REQUIRED WORK:
Could you copy every entry exactly, dropping the pictures?

MATERIAL FOR THE TASK:
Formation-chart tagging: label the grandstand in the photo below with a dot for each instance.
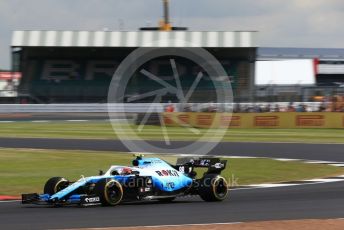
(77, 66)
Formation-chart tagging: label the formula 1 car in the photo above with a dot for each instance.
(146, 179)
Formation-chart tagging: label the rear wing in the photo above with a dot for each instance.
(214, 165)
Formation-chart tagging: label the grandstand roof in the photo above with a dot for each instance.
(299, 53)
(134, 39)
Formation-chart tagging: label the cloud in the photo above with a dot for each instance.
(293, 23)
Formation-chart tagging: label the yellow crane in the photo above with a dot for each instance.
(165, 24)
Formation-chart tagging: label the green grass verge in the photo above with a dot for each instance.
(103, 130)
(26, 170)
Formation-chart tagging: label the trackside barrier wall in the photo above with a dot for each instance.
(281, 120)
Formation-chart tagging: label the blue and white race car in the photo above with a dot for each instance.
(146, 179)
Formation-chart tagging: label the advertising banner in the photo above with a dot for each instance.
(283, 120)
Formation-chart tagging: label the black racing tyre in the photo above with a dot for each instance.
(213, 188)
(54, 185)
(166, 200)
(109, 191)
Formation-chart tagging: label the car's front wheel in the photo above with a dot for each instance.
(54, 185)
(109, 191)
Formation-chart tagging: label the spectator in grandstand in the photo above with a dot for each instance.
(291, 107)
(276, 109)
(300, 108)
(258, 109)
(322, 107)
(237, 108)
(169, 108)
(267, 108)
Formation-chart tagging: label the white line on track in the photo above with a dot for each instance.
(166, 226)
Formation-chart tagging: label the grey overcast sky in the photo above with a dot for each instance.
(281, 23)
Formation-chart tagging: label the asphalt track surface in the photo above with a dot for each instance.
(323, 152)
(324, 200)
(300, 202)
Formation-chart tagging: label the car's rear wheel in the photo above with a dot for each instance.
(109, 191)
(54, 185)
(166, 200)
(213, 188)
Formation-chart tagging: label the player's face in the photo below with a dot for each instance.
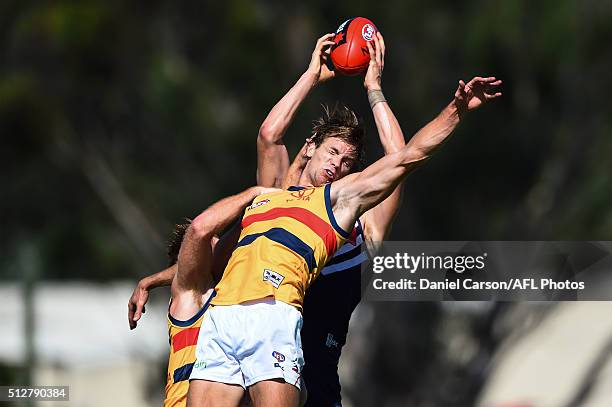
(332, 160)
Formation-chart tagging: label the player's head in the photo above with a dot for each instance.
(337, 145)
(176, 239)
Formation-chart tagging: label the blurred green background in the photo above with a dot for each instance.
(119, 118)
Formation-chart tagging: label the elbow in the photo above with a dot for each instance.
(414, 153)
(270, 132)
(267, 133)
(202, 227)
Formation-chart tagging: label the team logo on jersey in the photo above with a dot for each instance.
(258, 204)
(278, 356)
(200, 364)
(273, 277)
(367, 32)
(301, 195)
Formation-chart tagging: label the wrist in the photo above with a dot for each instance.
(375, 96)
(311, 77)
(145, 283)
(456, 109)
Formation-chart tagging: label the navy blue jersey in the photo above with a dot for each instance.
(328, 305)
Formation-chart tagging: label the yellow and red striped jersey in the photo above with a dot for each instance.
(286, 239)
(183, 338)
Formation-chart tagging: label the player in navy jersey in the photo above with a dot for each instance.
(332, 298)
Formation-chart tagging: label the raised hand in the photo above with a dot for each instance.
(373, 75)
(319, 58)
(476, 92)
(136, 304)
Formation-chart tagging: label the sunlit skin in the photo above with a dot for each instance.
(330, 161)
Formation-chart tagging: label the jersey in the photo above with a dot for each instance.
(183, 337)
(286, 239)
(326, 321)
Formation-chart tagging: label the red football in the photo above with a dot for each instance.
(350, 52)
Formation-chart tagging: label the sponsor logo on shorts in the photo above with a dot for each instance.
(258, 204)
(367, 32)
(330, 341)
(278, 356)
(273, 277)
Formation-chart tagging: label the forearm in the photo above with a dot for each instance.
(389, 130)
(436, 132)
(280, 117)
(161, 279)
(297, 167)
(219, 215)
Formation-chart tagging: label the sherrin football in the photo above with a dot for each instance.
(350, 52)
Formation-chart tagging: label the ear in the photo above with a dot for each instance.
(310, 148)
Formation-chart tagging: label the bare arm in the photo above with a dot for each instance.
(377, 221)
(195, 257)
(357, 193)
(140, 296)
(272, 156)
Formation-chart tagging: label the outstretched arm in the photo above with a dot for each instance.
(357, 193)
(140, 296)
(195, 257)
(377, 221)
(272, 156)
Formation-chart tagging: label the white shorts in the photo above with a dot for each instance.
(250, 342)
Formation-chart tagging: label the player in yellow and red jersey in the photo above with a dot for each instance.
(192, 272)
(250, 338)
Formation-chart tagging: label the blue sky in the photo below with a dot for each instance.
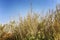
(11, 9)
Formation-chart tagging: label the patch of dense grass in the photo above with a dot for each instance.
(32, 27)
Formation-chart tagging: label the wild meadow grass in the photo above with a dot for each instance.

OUTPUT FOR THIS EXERCISE:
Formation-chart tagging: label the grandstand in the photo below with a dot for each instance.
(77, 66)
Formation-chart tagging: label the formula 1 car in the photo above with a dot for each instance.
(146, 179)
Formation-chart tagging: label the rear wing in the photo above with a dot for each instance.
(214, 165)
Formation-chart tagging: label the grandstand roof in the photo above with a dot for each instance.
(299, 53)
(134, 39)
Formation-chart tagging: label the cloud in the photo above with a dot for each instance.
(293, 23)
Formation-chart tagging: label the yellow crane in the photo above with a dot for each instance.
(165, 24)
Formation-chart tagging: label the green grass verge in the photo above with a dot for each instance.
(103, 130)
(26, 170)
Formation-chart tagging: label the trackside barrier wall in the photo above with a dot for each instance.
(281, 120)
Formation-chart tagging: label the blue and white race car in the photo above with a dot for each instance.
(146, 179)
Formation-chart tagging: label the advertising banner in the photo above with a dot for each instance.
(283, 120)
Formation-chart tagging: label the black racing tyre in the photo above with a dot for each instance.
(213, 188)
(54, 185)
(166, 200)
(109, 191)
Formation-chart tagging: label the car's front wheel in the photo above with a dot for each instance.
(54, 185)
(109, 191)
Formation-chart tagging: label the spectator in grandstand in the photo above with a dot for each instance.
(291, 107)
(276, 109)
(300, 108)
(258, 109)
(322, 107)
(237, 108)
(169, 108)
(267, 108)
Formation-chart tagging: label the white line on track in the photo above with a dot for each instance.
(166, 226)
Formation-chart tagging: label the grey overcast sky in the photo above with a dot for each instance.
(281, 23)
Formation-chart tagging: label the asphalt track surface in the photo above with a dot for each instance.
(323, 152)
(324, 200)
(300, 202)
Formation-chart tagging: label the car's rear wheel in the photo above with a dot for each instance.
(109, 191)
(54, 185)
(166, 200)
(213, 188)
Formation-chart tagging: label the player's face in the photo below with a dot for each instance.
(332, 160)
Formation-chart tagging: label the player's head in the photo above with a dot for each instance.
(337, 145)
(176, 239)
Formation-chart tagging: label the blurred green background in the photo above with a dot for each instance.
(119, 118)
Formation-chart tagging: label the elbow in the photo above with a dot for each instance.
(414, 153)
(270, 132)
(267, 133)
(202, 227)
Formation-chart tagging: label the team logo on jersey in the photo above with a dot for each instance.
(258, 204)
(278, 356)
(200, 364)
(273, 277)
(367, 32)
(301, 195)
Formation-chart tagging: label the wrist in the photo above with a dot for each instance.
(375, 96)
(311, 77)
(145, 283)
(456, 109)
Formation-chart tagging: label the navy blue jersey in the photo above with a dot for each instance.
(328, 305)
Formation-chart tagging: label the yellow and red striped jersey in the photo above with a dot for each instance.
(286, 239)
(183, 338)
Formation-chart tagging: label the player in navy jersey in the photo above with a dot for each instance.
(332, 298)
Formation-chart tagging: label the raised hand in the photo above with a dot for each instance.
(373, 75)
(319, 58)
(476, 92)
(136, 304)
Formation-chart tagging: label the sunlit skin in the photo above with a dot for each instance.
(330, 161)
Formation-chart tagging: label the jersey in the photo above with a dot for each instance.
(183, 337)
(286, 239)
(326, 321)
Formation-chart tagging: label the red football in the photo above with a dot for each instance.
(350, 52)
Formation-chart tagging: label the sponsor logo on shorts in the photo above with a dot for each instance.
(258, 204)
(367, 32)
(330, 341)
(278, 356)
(273, 277)
Formation-chart tagging: label the forearm in the photo above with a dot for each instance.
(389, 130)
(436, 132)
(280, 117)
(161, 279)
(297, 167)
(219, 215)
Formation-chart tagging: label the sherrin football in the photo above with a dot for each instance.
(350, 52)
Formation-chart tagging: label the ear in the photo above with a dot for each instance.
(310, 148)
Formation-chart tagging: label the bare arm in the photo above with a dot for each instance.
(377, 221)
(195, 257)
(357, 193)
(140, 296)
(272, 156)
Formation-chart tagging: label the outstretched arm in the photo above with a dot for each instance.
(357, 193)
(140, 296)
(195, 257)
(377, 221)
(272, 156)
Formation-chart tagging: label the white shorts in the photo above with a dot for each instance.
(250, 342)
Formation-chart tagging: label the player in yellow and red jersey in the photo above with a dot for each instance.
(192, 272)
(250, 338)
Formation-chart tagging: label the blue sky in the photo below with a dot for each instance.
(11, 9)
Formation-chart tagging: label the patch of dense grass in the photo above with a dot for each instance.
(32, 27)
Formation-chart tagging: label the wild meadow grass in the photo above with a dot for each instance.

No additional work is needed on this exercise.